### Goal of the exercise
Can you copy every line of the items below word for word, leaving the pictures out of your answer?

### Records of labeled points
_ _ _ _
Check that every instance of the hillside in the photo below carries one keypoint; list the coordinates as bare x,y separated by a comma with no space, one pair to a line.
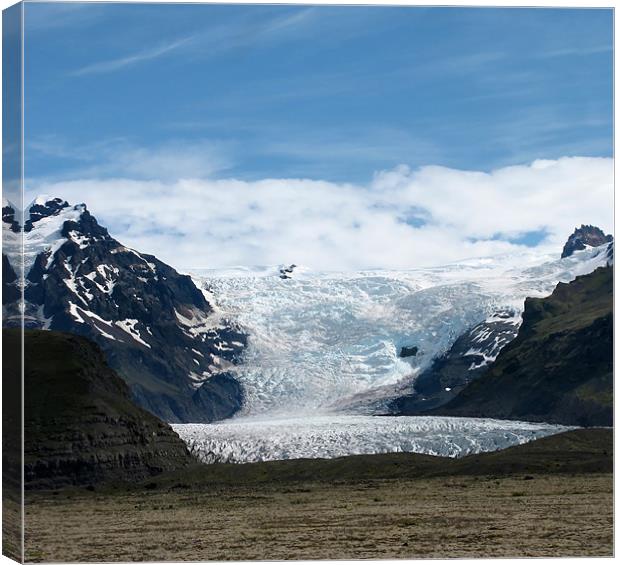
156,329
559,368
79,423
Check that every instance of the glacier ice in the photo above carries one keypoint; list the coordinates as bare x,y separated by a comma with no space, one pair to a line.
250,439
319,339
_ _ _ _
### Result of this exercise
Check that every instance of the hillside in the photo below carries one keypoint; list the coordinates as bare x,y separated by a comma with no space, one pair to a line.
156,329
559,368
79,423
Check that every instance of the glacier ice in the photo above carries one keypoint; list the coordinates as bare x,y separated by a comma with no space, one pair to a line.
250,439
319,339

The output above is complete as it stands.